# [Die Aufgabe 1]
Auf welchen Tag fiel die Fastnacht im Jahr 1576 laut dem Auszug zur Egerer Fastnachtsordnung unten?

# [Vorliegender Auszug]
━━━━

Aus den Ratsakten des Egerer Stadtarchivs:

Die Fastnachtsordnung vom Jahre 1576
von Dr. Karl Siegl


 

"Ein erbar rath gebieten hiemit allen und jeden gemeiner stadt burgeschaft, inwohnern und verwandten (=Untertanen): demnach nunmehr noch etzliche Wochen uff die faßnacht (die Fastnacht fiel 1576 auf den 6. März) ist, und sich allbereit ihrer viel des umblauffens in den narrenkleidern und andern unzüchtigen faßnachtspielen underwunden, daß sich menniglichen dessen soll endthalten. Aber doch acht tag vor faßnacht, was zimliche und zuleßliche kurzweiln betreffent, so soln solche einem jeden, der sich solcher gebrauchen will, vergonnt sein, doch, daß sich ein jeder in denselben bescheidenlich und vernunftig halte. Da aber einer hieruber widerwertig eerfunden und betreten wirt, so soll gegen denselben auch mit geburlicher straff vorfarn werden.

━━━━

# [Die Aufgabe 2]
Schreib aus der Liste unten jede Zeile heraus, in der das Wort „surface“ vorkommt.

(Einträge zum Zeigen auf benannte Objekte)
━━━━

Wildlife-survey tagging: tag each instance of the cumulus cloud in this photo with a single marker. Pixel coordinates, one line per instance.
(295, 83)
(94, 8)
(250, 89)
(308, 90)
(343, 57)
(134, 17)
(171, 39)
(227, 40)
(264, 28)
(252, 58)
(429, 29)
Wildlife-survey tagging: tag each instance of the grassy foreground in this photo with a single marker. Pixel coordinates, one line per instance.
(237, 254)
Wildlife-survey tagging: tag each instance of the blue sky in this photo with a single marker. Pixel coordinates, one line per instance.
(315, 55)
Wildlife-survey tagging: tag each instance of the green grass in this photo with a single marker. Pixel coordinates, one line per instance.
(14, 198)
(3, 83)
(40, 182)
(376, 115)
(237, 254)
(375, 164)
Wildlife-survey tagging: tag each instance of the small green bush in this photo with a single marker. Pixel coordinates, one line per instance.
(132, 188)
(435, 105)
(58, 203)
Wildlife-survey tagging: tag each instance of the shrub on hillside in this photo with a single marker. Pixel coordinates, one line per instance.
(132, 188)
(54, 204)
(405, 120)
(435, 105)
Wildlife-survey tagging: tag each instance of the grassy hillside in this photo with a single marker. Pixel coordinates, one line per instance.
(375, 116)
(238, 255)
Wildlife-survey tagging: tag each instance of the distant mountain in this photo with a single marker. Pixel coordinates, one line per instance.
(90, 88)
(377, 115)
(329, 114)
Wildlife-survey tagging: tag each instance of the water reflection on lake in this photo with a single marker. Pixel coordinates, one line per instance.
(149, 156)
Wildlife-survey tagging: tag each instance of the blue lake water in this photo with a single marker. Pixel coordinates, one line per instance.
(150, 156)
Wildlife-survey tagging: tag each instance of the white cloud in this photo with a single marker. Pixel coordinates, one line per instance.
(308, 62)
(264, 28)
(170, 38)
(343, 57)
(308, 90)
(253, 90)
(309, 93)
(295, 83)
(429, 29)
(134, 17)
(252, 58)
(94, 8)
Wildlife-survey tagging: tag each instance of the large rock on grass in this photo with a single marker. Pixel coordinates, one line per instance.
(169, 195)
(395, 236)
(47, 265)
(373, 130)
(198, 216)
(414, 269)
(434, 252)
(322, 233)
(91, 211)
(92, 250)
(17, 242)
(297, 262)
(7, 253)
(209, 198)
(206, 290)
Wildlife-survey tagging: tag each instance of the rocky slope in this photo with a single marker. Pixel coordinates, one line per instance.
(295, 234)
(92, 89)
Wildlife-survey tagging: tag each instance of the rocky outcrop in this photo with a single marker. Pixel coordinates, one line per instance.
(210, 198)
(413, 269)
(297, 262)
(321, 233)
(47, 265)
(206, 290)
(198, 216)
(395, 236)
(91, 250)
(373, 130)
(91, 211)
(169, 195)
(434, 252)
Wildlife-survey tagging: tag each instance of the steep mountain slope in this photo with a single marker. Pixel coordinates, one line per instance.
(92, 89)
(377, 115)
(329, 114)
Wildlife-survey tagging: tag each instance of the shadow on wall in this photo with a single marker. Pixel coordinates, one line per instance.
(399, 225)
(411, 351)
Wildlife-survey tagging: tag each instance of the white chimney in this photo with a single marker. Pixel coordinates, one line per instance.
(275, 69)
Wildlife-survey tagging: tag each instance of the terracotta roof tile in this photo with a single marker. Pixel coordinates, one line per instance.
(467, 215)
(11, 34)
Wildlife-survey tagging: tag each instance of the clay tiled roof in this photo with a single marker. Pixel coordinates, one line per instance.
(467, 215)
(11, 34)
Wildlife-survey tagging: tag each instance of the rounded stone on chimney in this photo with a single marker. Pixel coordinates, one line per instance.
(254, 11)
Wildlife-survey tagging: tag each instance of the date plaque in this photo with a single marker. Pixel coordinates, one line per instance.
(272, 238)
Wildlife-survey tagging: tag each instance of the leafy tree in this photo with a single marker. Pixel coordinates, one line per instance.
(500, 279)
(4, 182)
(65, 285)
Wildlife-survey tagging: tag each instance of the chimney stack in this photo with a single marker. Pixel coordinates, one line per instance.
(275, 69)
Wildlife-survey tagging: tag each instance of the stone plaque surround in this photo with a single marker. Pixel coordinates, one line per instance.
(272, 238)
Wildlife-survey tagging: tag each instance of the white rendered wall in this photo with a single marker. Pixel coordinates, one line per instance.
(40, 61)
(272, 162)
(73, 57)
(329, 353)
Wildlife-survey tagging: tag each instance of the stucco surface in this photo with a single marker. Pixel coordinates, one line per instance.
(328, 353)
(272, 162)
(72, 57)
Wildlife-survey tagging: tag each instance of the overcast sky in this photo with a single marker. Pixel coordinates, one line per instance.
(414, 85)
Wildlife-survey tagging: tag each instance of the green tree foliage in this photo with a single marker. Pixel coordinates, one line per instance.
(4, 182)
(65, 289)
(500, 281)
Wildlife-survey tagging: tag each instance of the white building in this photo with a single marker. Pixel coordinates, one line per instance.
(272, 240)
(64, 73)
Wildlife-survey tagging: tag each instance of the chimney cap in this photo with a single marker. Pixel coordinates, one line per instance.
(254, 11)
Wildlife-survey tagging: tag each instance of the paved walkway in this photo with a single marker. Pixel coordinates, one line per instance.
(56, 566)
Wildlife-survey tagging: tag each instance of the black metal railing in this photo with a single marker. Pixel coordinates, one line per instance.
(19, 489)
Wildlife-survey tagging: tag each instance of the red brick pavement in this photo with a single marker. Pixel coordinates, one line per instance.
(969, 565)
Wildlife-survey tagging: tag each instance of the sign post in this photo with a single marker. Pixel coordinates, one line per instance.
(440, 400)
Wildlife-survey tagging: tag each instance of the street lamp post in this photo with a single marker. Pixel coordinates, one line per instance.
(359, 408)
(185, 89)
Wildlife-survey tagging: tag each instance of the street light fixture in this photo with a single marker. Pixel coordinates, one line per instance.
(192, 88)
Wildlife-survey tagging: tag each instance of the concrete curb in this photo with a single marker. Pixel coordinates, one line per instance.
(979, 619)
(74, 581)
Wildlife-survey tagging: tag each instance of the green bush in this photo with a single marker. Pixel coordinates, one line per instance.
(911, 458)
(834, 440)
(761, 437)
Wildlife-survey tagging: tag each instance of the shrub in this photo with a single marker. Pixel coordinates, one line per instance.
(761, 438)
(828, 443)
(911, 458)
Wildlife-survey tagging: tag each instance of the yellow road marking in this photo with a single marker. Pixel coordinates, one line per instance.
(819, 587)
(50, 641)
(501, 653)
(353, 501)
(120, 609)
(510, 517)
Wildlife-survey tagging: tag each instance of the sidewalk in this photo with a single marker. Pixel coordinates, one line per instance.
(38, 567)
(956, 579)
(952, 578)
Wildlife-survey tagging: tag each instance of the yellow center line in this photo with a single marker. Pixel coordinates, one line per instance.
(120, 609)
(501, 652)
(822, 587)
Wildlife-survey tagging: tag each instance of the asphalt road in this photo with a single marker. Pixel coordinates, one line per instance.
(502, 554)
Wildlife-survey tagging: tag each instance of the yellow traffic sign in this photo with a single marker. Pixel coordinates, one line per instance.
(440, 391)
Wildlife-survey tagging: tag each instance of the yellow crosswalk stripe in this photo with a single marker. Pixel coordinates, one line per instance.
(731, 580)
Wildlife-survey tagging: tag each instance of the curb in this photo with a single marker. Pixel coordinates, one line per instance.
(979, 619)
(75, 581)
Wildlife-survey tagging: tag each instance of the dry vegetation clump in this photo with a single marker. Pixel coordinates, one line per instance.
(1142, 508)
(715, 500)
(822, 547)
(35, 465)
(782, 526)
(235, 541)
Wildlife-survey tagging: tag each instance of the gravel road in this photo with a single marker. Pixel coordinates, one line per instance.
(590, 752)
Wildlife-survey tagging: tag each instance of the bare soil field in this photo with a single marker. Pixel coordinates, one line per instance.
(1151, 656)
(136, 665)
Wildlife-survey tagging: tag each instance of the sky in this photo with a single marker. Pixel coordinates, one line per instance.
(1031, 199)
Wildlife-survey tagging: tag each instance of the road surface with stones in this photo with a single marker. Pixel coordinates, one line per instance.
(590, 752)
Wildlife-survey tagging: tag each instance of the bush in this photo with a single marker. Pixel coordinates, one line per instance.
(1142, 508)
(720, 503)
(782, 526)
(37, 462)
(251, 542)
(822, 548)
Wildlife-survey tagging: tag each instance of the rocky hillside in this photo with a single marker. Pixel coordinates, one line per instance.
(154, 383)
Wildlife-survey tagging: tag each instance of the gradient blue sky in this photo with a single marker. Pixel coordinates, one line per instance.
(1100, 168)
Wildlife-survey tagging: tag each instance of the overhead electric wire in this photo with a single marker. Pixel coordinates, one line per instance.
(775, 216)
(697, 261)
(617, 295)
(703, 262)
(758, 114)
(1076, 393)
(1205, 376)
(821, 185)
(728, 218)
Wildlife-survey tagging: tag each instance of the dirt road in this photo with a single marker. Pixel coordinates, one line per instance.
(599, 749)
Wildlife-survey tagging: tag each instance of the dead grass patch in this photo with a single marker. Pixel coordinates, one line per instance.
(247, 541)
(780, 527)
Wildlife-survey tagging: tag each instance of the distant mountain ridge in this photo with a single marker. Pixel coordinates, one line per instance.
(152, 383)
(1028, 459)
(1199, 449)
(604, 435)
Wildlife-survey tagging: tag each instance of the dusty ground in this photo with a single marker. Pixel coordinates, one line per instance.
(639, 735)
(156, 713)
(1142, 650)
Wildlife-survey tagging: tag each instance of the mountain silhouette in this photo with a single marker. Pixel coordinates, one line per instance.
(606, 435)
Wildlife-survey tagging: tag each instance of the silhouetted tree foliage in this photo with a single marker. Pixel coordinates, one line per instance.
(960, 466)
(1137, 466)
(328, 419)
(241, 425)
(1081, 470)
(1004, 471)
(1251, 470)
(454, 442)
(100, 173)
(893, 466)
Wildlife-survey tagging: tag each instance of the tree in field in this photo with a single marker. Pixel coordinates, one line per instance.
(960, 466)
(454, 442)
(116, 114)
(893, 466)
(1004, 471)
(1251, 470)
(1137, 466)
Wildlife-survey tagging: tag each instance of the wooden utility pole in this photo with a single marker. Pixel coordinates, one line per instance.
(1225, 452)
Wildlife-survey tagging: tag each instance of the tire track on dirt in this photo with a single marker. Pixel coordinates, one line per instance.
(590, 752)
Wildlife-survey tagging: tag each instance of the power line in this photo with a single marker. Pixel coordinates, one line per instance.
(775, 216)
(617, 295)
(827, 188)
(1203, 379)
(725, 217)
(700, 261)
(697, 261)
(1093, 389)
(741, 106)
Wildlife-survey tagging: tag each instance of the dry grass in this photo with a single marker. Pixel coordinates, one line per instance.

━━━━

# [Schriftliche Antwort 1]
Auf den 6. März.

# [Schriftliche Antwort 2]
Wildlife-survey tagging: tag each instance of the stucco surface in this photo with a single marker. Pixel coordinates, one line per instance.
Wildlife-survey tagging: tag each instance of the road surface with stones in this photo with a single marker. Pixel coordinates, one line per instance.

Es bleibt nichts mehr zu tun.